Task material Block Start

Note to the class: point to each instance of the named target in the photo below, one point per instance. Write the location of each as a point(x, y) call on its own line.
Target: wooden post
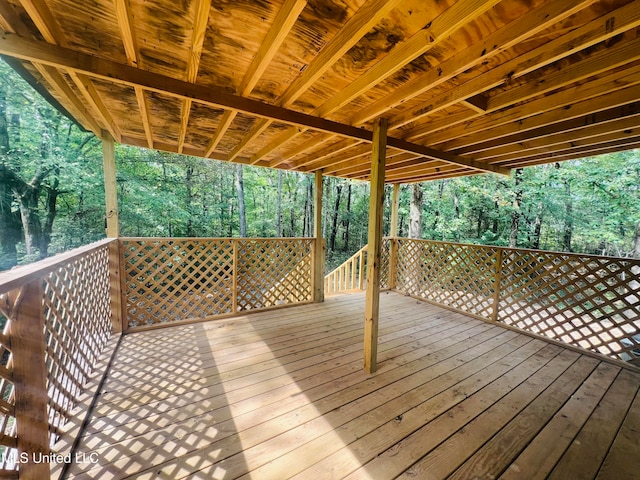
point(376, 205)
point(318, 251)
point(110, 186)
point(236, 273)
point(393, 233)
point(116, 287)
point(30, 380)
point(498, 282)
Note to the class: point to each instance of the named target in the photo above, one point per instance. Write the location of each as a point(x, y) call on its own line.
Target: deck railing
point(588, 301)
point(56, 318)
point(169, 280)
point(352, 273)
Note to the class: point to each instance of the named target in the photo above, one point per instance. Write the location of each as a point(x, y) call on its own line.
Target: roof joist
point(94, 67)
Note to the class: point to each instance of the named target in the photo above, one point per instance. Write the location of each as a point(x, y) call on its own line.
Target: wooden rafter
point(601, 29)
point(511, 34)
point(123, 14)
point(200, 22)
point(282, 25)
point(402, 54)
point(210, 96)
point(361, 22)
point(48, 27)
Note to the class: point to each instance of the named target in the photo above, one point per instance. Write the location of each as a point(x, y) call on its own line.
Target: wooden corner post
point(393, 233)
point(376, 205)
point(318, 249)
point(30, 380)
point(110, 185)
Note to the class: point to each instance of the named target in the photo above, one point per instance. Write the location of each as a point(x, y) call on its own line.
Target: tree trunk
point(635, 253)
point(347, 221)
point(334, 221)
point(415, 211)
point(437, 213)
point(241, 208)
point(537, 226)
point(189, 199)
point(515, 214)
point(456, 210)
point(568, 218)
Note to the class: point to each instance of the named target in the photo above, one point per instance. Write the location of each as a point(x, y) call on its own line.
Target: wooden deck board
point(283, 394)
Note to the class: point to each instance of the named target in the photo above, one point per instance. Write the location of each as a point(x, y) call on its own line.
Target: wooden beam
point(393, 233)
point(282, 25)
point(374, 251)
point(47, 25)
point(125, 22)
point(318, 270)
point(395, 205)
point(30, 380)
point(200, 22)
point(506, 37)
point(601, 29)
point(110, 185)
point(356, 27)
point(208, 95)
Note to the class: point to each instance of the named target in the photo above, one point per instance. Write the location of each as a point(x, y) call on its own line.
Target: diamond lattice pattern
point(273, 272)
point(77, 325)
point(176, 279)
point(591, 302)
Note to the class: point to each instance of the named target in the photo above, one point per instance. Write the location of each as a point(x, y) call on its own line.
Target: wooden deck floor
point(282, 394)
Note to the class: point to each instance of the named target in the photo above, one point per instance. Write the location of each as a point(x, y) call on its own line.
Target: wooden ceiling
point(467, 86)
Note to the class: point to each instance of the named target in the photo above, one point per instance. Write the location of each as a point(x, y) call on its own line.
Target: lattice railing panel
point(456, 275)
point(591, 302)
point(384, 263)
point(77, 321)
point(168, 280)
point(273, 272)
point(8, 440)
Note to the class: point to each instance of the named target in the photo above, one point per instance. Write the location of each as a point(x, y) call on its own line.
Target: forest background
point(52, 196)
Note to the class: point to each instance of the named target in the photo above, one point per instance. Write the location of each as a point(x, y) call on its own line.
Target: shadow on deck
point(282, 394)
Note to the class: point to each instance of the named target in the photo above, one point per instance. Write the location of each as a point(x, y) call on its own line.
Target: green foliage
point(164, 194)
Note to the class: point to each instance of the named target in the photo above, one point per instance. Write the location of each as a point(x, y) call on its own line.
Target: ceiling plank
point(47, 25)
point(459, 14)
point(216, 97)
point(11, 23)
point(282, 25)
point(595, 95)
point(123, 16)
point(591, 134)
point(570, 125)
point(601, 29)
point(200, 22)
point(506, 37)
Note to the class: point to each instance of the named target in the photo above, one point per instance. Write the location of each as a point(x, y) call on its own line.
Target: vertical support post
point(363, 255)
point(30, 380)
point(498, 282)
point(318, 251)
point(376, 205)
point(393, 233)
point(110, 185)
point(115, 290)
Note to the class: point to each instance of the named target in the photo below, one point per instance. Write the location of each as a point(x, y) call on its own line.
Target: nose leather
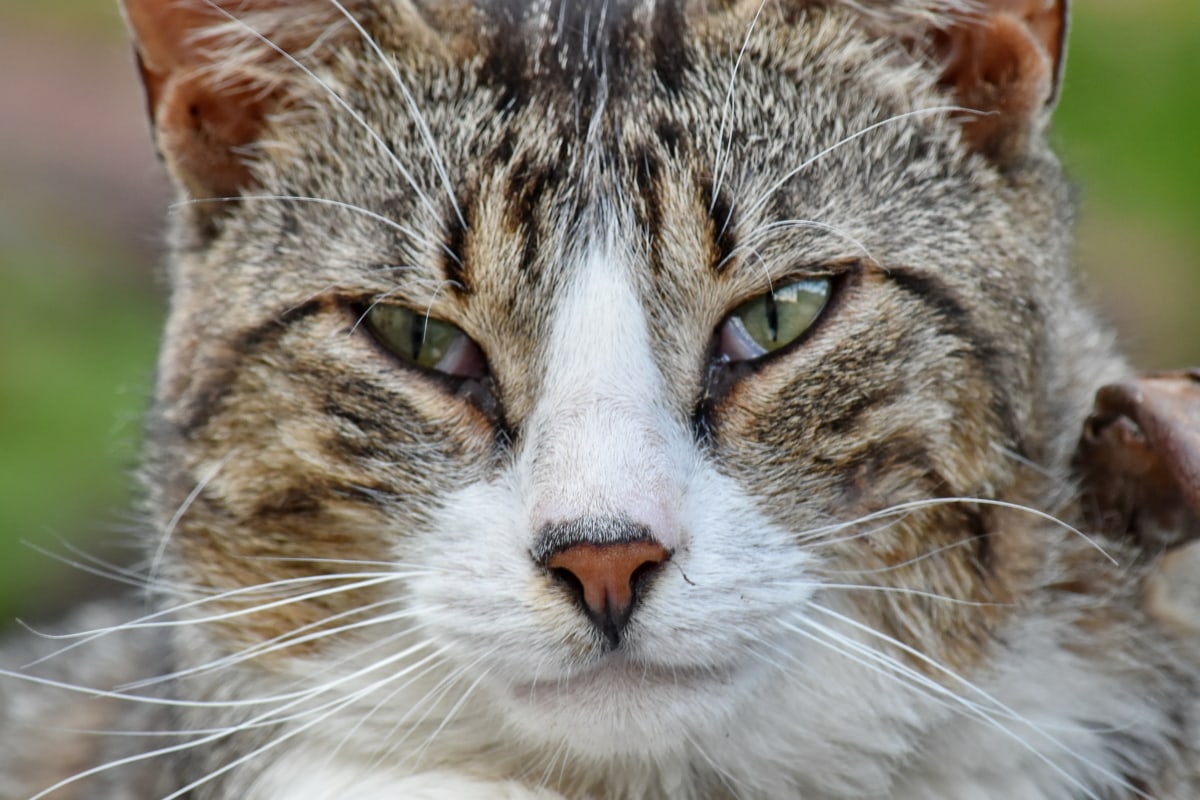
point(603, 571)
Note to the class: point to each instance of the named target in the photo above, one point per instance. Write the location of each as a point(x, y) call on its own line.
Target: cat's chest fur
point(629, 401)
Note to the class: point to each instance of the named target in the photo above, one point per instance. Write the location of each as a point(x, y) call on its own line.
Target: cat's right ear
point(203, 118)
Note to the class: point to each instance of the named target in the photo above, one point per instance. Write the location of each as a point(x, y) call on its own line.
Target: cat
point(618, 400)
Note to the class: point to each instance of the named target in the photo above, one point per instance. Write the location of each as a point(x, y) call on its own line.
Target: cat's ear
point(214, 71)
point(1003, 60)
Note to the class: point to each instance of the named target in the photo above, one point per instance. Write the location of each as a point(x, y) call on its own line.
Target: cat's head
point(609, 372)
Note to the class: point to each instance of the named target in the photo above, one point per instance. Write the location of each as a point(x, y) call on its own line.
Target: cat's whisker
point(99, 567)
point(270, 715)
point(169, 530)
point(414, 109)
point(417, 236)
point(913, 593)
point(912, 505)
point(757, 204)
point(155, 621)
point(433, 662)
point(994, 703)
point(341, 102)
point(293, 638)
point(419, 752)
point(429, 701)
point(754, 236)
point(324, 714)
point(718, 160)
point(966, 541)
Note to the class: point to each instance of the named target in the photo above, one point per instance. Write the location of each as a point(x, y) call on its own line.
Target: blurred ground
point(83, 197)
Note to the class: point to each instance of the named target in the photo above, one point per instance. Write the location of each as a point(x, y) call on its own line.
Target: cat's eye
point(773, 320)
point(425, 342)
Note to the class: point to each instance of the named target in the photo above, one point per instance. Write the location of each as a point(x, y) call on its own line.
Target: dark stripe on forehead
point(204, 401)
point(957, 320)
point(454, 253)
point(721, 223)
point(582, 49)
point(669, 44)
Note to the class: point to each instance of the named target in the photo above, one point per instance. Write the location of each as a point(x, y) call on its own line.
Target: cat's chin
point(621, 709)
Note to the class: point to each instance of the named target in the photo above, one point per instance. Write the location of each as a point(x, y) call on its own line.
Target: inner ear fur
point(211, 79)
point(1003, 61)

Task material Block End

### Task to carry out
A word-for-word copy of the listing is the goal; keep every picture out of it.

### Solution for this exercise
Note to the class: point to each instance of the named target in the photo below, one point per instance. Write the location of each as a point(x, y) call on its own line.
Target: wooden post
point(376, 205)
point(318, 251)
point(110, 186)
point(236, 273)
point(393, 233)
point(116, 287)
point(30, 380)
point(498, 282)
Note to the class: point to each instance of the named target in the photo above, one point per instance. Write the location of each as a point(x, y) call on its own line.
Target: deck railing
point(588, 301)
point(56, 318)
point(169, 280)
point(352, 273)
Note to the class: point to each instance of the named target in the photo above, one point per instance. Write the location of each as a point(x, y) call on its own line.
Target: roof joist
point(94, 67)
Note to the class: point to each instance of the named target in the photo above, one point per instance. Write the location of each as a point(x, y) call on its own line.
Target: wooden rafter
point(601, 29)
point(511, 34)
point(123, 14)
point(200, 22)
point(282, 25)
point(402, 54)
point(210, 96)
point(361, 22)
point(48, 27)
Note to the class: point to each instance of the named target in the photo above, one point per instance. Write the location of each as a point(x, y) call on its own line.
Target: wooden corner post
point(393, 233)
point(376, 205)
point(318, 249)
point(30, 380)
point(110, 185)
Note to the class: point to each instance of the named target in the photo above, one point per instance. Write the location of each as a point(x, y) call on its own line.
Target: tree trunk
point(635, 253)
point(347, 221)
point(334, 221)
point(415, 211)
point(437, 213)
point(241, 208)
point(537, 226)
point(189, 199)
point(515, 214)
point(456, 210)
point(568, 218)
Note to the class: point to each instance of the named target in the photo above, one point per instance. Write the location of each as a point(x, y) call on its own line.
Target: wooden deck board
point(283, 394)
Note to the class: point to each instance of the named target in the photo above, one point per instance. Write the location of each as a point(x, y) call on its own line.
Target: wooden beam
point(393, 233)
point(282, 25)
point(374, 251)
point(47, 25)
point(125, 22)
point(318, 270)
point(395, 205)
point(30, 380)
point(200, 22)
point(506, 37)
point(601, 29)
point(110, 185)
point(356, 27)
point(208, 95)
Note to the class: point to each instance of the named target in the photo above, one point per instance. Write the location of each as a point(x, y) call on its own line.
Target: diamond lattice pattern
point(273, 272)
point(77, 325)
point(176, 279)
point(591, 302)
Note to the class: point to each instance of the named target in the photo above, one point per instance. Write the location of each as a point(x, y) call on its own line.
Target: wooden deck floor
point(282, 394)
Note to the class: point to each instance of the named target in the photo above, one point per instance. Write the location of each as a point(x, y) call on its own line.
Target: wooden ceiling
point(467, 86)
Note to the class: point to each instance of the named target in the photo above, one point per instance. Write the location of each as a point(x, y) call on its own line.
Target: lattice railing panel
point(456, 275)
point(591, 302)
point(384, 263)
point(77, 321)
point(168, 280)
point(273, 272)
point(8, 440)
Note to the class: point to each instance of the named target in the photo above, one point per instance. Write the location of each as a point(x, y) call on its own line.
Target: forest background
point(52, 196)
Note to the class: point to each instance of the named target in the photo above, one point per instance. Write the location of each as a point(x, y) call on its own line.
Target: shadow on deck
point(282, 394)
Note to the class: point to each instance of the named target in the photo above, one point per instance. Write the location of each as a point(x, y) call on its own line.
Target: green foliage
point(164, 194)
Note to the class: point to each instance of the named target in the photo above, one point per instance. Write the location of each as a point(x, y) call on its own line.
Target: ceiling plank
point(47, 25)
point(459, 14)
point(216, 97)
point(11, 23)
point(282, 25)
point(595, 95)
point(123, 16)
point(591, 134)
point(570, 125)
point(601, 29)
point(200, 22)
point(506, 37)
Note to the class: point to each instance of the named target in the photo above, one point per instance. Write the location of each as a point(x, y) call on its own line.
Target: vertical support post
point(363, 255)
point(30, 380)
point(498, 282)
point(318, 251)
point(376, 205)
point(393, 233)
point(110, 185)
point(115, 290)
Note to the class: point to each instance of the named target in the photo below, one point per instance. Write the location of each as a point(x, y) call on its own line.
Target: nose leather
point(603, 571)
Note to the class: point to each instance of the named target in the photo above, one point per instance. Write the location of each as a point(x, y) call on its own line.
Target: cat's chest fur
point(629, 401)
Note to the class: point to each instance of the named target in the photo above, one point per instance. Write the location of each as a point(x, y) call on its own line.
Target: cat's right ear
point(203, 118)
Note to the class: point to each instance of the named target in the photo above, one point per instance. Write the location of each as a point(x, y) call on its own line.
Target: cat
point(618, 400)
Note to the class: point to each instance of the named target in the photo above, one point per instance. Write the location of each as a point(x, y) call on its own line.
Target: cat's ear
point(214, 71)
point(1003, 60)
Note to the class: point to each instance of the named target in the photo above, one point per instance. Write the location of each as a point(x, y) call on its own line.
Target: cat's head
point(609, 372)
Note to the class: point to each instance of the named target in the photo above, one point per instance. Write the location of each as a point(x, y) call on its own line.
Target: cat's whisker
point(99, 567)
point(270, 715)
point(169, 530)
point(414, 109)
point(417, 236)
point(913, 593)
point(912, 505)
point(757, 204)
point(155, 621)
point(433, 662)
point(994, 703)
point(341, 102)
point(293, 638)
point(419, 752)
point(429, 701)
point(754, 236)
point(324, 714)
point(718, 160)
point(966, 541)
Note to the class: point to each instance of the named target in the photo above, one point per instance. Write the location of each as a point(x, y) call on its own line.
Target: blurred ground
point(83, 197)
Note to the class: point to each instance of the named target in the photo above, one point per instance. Write the location of each as a point(x, y) call on its own line.
Target: cat's eye
point(773, 320)
point(425, 342)
Note to the class: point to each instance of the named target in the photo above, one point per instance. Write the location of each as a point(x, y) call on its own line.
Target: dark stripe on forehead
point(204, 401)
point(957, 320)
point(454, 253)
point(721, 223)
point(582, 49)
point(669, 44)
Note to the class: point to each instance of the named target in the photo above, one point per instance. Write the location of each as a point(x, y) call on its own line.
Target: cat's chin
point(621, 709)
Note to the class: point to each instance of the named target in the photo above, one point per instance. Write the location of each as a point(x, y) call on its own line.
Target: inner ear fur
point(211, 79)
point(1003, 61)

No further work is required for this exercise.